**Problem to work on**
Duplicate every line of the listing below verbatim.

**Supplied material**
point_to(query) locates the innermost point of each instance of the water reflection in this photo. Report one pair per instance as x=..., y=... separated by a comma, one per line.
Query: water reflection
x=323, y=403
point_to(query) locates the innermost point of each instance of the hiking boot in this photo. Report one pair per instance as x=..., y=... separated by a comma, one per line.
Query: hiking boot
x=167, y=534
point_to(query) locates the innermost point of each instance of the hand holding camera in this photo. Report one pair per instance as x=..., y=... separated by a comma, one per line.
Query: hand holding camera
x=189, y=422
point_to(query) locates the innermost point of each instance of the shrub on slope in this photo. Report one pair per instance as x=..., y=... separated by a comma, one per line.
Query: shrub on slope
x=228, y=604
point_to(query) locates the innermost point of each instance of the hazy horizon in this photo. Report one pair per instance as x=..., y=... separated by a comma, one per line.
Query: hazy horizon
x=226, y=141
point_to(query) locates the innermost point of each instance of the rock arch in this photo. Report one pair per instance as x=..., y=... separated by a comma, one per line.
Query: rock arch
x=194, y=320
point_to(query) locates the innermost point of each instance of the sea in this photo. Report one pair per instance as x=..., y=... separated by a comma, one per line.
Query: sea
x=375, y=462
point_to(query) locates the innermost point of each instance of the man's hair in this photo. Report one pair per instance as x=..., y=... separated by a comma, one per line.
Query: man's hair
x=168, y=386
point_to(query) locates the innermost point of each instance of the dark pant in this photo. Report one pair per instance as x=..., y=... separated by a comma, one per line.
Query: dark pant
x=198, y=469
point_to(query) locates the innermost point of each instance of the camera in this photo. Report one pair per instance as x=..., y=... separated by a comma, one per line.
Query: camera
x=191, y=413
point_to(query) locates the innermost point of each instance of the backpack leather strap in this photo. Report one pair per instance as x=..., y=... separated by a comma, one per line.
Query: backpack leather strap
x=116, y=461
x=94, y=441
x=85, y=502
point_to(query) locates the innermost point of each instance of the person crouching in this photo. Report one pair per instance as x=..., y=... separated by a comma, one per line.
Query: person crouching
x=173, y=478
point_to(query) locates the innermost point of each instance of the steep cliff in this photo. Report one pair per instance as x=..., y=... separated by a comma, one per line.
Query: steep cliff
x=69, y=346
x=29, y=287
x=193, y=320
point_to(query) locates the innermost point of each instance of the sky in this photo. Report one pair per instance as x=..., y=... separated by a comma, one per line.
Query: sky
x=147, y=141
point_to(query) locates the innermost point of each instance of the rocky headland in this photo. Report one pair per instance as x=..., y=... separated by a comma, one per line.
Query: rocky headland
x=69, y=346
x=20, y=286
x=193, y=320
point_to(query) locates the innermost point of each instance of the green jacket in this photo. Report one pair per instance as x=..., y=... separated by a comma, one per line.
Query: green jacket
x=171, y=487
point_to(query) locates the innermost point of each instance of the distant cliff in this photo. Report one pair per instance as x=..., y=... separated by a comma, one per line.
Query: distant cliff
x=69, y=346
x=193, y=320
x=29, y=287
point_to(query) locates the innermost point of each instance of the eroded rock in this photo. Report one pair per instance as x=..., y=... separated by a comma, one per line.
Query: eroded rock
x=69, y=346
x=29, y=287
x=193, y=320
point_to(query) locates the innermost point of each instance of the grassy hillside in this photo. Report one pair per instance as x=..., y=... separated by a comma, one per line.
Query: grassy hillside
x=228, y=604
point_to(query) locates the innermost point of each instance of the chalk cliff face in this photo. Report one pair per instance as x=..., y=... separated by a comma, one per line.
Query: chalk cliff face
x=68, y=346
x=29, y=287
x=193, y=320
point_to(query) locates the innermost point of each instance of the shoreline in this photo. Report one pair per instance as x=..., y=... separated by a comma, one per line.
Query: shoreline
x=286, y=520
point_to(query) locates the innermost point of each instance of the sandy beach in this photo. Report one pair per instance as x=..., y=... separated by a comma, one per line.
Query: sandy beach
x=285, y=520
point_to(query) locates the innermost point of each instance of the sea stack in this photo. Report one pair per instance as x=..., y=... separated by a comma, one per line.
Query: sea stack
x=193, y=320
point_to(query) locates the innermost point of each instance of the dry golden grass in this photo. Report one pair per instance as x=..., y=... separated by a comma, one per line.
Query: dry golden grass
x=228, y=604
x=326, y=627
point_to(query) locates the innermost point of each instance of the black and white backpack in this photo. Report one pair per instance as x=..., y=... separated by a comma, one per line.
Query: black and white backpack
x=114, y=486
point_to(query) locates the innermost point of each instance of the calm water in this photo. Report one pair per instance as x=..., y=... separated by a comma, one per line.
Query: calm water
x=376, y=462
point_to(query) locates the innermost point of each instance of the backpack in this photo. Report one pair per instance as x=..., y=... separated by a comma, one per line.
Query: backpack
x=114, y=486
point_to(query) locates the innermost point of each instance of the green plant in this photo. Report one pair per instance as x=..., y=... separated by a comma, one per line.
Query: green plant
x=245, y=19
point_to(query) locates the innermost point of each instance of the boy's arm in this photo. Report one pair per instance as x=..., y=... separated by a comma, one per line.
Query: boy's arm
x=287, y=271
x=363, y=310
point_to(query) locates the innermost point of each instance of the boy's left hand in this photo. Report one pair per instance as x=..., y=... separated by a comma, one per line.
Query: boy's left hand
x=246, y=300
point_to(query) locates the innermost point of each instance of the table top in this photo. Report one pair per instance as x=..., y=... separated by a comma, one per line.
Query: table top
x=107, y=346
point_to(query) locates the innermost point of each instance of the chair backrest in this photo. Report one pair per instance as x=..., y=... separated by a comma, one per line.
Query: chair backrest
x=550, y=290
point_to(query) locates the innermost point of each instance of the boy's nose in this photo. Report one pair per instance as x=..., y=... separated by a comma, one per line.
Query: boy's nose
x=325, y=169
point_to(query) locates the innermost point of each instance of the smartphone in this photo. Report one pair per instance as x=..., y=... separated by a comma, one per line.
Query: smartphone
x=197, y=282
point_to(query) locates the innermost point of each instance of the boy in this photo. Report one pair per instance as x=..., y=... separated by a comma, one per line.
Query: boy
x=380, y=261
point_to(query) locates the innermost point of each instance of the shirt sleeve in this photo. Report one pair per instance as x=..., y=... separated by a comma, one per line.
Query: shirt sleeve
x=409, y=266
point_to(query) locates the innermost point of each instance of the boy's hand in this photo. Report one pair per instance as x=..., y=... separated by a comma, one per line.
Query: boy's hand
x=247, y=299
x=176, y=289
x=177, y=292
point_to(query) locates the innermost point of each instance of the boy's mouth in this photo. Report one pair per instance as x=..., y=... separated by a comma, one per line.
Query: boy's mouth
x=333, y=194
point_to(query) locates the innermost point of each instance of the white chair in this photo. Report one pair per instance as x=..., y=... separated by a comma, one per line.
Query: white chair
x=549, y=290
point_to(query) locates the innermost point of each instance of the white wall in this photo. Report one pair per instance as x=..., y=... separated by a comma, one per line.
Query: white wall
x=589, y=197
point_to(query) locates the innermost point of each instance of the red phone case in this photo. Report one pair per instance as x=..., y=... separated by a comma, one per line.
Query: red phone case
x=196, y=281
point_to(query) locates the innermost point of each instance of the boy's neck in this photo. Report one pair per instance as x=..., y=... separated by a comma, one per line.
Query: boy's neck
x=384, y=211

**Correct result**
point_to(query) locates the innermost point of each instance of the water reflection in this photo. Report one pair per instance as x=..., y=... separated by a comma, one per line.
Query: water reflection
x=323, y=403
point_to(query) locates the innermost point of each instance of the hiking boot in this photo. Report one pair per instance as x=..., y=... separated by a comma, one per line.
Query: hiking boot
x=167, y=534
point_to(query) locates the innermost point of each instance of the hand holding camera in this photo. Report one pair per instance as x=..., y=... separated by a comma, one per line.
Query: hand holding camera
x=189, y=422
point_to(query) locates the innermost point of each instance of the shrub on slope in this photo. Report one pair per instance as x=..., y=... separated by a comma, one per line.
Query: shrub on slope
x=228, y=604
point_to(query) locates the innermost point of each instance of the hazy horizon in this photo. Report one pair per instance as x=..., y=... separated by a comma, one per line.
Query: hazy horizon
x=226, y=141
point_to(query) locates the innermost point of each instance of the rock arch in this photo. Report one pair per instance as x=..., y=... separated by a comma, one per line.
Query: rock arch
x=194, y=320
point_to(query) locates the innermost point of each instance of the sea in this photo. Report one pair per instance as x=..., y=... separated by a comma, one per line.
Query: sea
x=375, y=462
point_to(query) locates the innermost point of each instance of the man's hair in this photo. Report one pair per instance as x=..., y=... separated by a comma, one per line.
Query: man's hair
x=168, y=386
point_to(query) locates the innermost point of each instance of the dark pant in this photo. Report one pair per instance as x=..., y=... separated by a comma, one per line.
Query: dark pant
x=198, y=469
point_to(query) locates the innermost point of each instance of the camera in this photo. Report one pair per instance as x=..., y=... separated by a comma, one per line.
Query: camera
x=191, y=413
point_to(query) locates the innermost point of each instance of the backpack leather strap in this photo. Report one pair per instance as x=..., y=... separated by a comma, one per line.
Query: backpack leather strap
x=116, y=461
x=94, y=441
x=85, y=502
point_to(query) locates the innermost point of each instance of the person crouching in this photo. Report one pair per instance as x=..., y=... separated by a comma, one per line.
Query: person crouching
x=173, y=478
point_to(query) locates the innermost point of each instance of the steep cliff in this photo. Report one pair per instance as x=..., y=... separated by a comma, one per line.
Query: steep cliff
x=69, y=346
x=29, y=287
x=193, y=320
point_to(query) locates the innermost point of each instance of the sky in this photo. Report one pair per instance as x=..., y=... separated by a comma, one per line.
Query: sky
x=147, y=141
point_to(query) locates the innermost point of each instance of the rocky headland in this photo. Report one pair per instance as x=..., y=... separated by a comma, one per line.
Query: rocky headland
x=69, y=346
x=20, y=286
x=193, y=320
point_to(query) locates the innermost point of each instance of the green jacket in this photo. Report one pair per instance as x=..., y=... separated by a comma, one per line.
Query: green jacket
x=171, y=487
point_to(query) locates the innermost point of each instance of the distant cliff in this photo. Report one pair per instance as x=..., y=... separated by a comma, one per line.
Query: distant cliff
x=69, y=346
x=193, y=320
x=29, y=287
point_to(query) locates the innermost point of each instance of the eroded rock in this photo. Report one pair per instance as x=..., y=... separated by a comma, one per line.
Query: eroded rock
x=69, y=346
x=29, y=287
x=193, y=320
point_to(query) locates the innermost point of each instance of the grassy hillside in this photo. Report one pair per instance as x=..., y=... separated by a comma, one per line.
Query: grassy hillside
x=228, y=604
point_to(query) locates the innermost point of each instance of the chalk cliff face in this photo. Report one pair per instance as x=..., y=... separated by a comma, one per line.
Query: chalk cliff face
x=68, y=346
x=29, y=287
x=193, y=320
point_to(query) locates the innermost point of each instance of the shoreline in this photo. Report one pair per instance as x=..., y=... separated by a comma, one per line.
Query: shoreline
x=286, y=520
point_to(query) locates the innermost point of each instance of the sandy beach in this photo. Report one pair per instance as x=..., y=... separated by a comma, one per line.
Query: sandy beach
x=285, y=520
point_to(query) locates the innermost point of each instance of the sea stack in this photo. Report one pair per instance as x=..., y=... separated by a comma, one per line.
Query: sea stack
x=193, y=320
point_to(query) locates the innermost point of each instance of the dry golden grass in this photo. Report one pair per instance as x=..., y=... separated by a comma, one per line.
Query: dry golden grass
x=228, y=604
x=326, y=627
point_to(query) locates the innermost point of each instance of the black and white backpack in this photo. Report one pair per instance as x=..., y=... separated by a comma, one per line.
Query: black and white backpack
x=114, y=486
point_to(query) locates the innermost point of each instance of the calm water in this photo. Report one pair per instance as x=..., y=... separated by a comma, one per line.
Query: calm water
x=376, y=462
point_to(query) locates the innermost point of each instance of the backpack in this photo. Report one pair per instance as x=..., y=... separated by a comma, one per line.
Query: backpack
x=114, y=486
point_to(query) locates the innermost point of each instance of the green plant in this photo. Report one pair per instance as x=..., y=... separated by a comma, one per line.
Query: green plant
x=245, y=19
point_to(query) locates the innermost point of each instance of the boy's arm in this photo. Report one pair per instance as x=..., y=... separated by a comma, one per line.
Query: boy's arm
x=287, y=271
x=363, y=310
point_to(query) locates the innermost point of each instance of the boy's left hand in this photo. Report one pair per instance as x=..., y=... separated by a comma, one per line.
Query: boy's left hand
x=246, y=300
point_to(query) locates the innermost point of each instance of the table top in this photo. Report one pair per instance as x=..., y=... separated by a comma, one per line.
Query: table top
x=107, y=346
point_to(query) locates the innermost point of each instance of the chair backrest in this photo. Report one pair per instance as x=..., y=... separated by a comma, one per line.
Query: chair backrest
x=550, y=290
point_to(query) locates the innermost point of each instance of the boy's nose in this photo. Report one pair per instance as x=..., y=... separated by a comma, one per line.
Query: boy's nose
x=325, y=169
point_to(query) locates the innermost point of each instance of the smartphone in this photo. Report one pair per instance as x=..., y=... separated by a comma, one per line.
Query: smartphone
x=197, y=282
point_to(query) locates the innermost point of each instance of the boy in this photo. Report one pair per instance as x=..., y=... separated by a comma, one per line.
Query: boy
x=380, y=261
point_to(query) locates the innermost point of each instance of the shirt sleeve in this photo. Report one pair per instance as x=..., y=... separated by a comma, one per line.
Query: shirt sleeve
x=409, y=266
point_to(query) locates the innermost point of each instance of the boy's hand in this photo. Report one pair per instance as x=..., y=... separated by a comma, one per line.
Query: boy's hand
x=247, y=299
x=176, y=289
x=177, y=292
point_to(query) locates the innermost point of each instance of the boy's mouth in this photo. Report one pair per instance as x=..., y=... separated by a comma, one per line.
Query: boy's mouth
x=333, y=194
point_to(query) locates the innermost point of each instance of the white chair in this photo. Report one pair per instance as x=..., y=... separated by a comma, one per line.
Query: white chair
x=549, y=290
point_to(query) locates the innermost point of each instance of the white wall in this photo. Report one pair per instance as x=..., y=... separated by a comma, one per line.
Query: white wall
x=589, y=197
point_to(query) locates the innermost point of each instance of the red phone case in this photo. Report one pair per instance as x=..., y=... separated by a comma, one per line.
Query: red phone case
x=196, y=281
point_to(query) locates the innermost point of each instance of the boy's neck in this photo. Report one pair per instance as x=..., y=... separated by a comma, one per line.
Query: boy's neck
x=384, y=211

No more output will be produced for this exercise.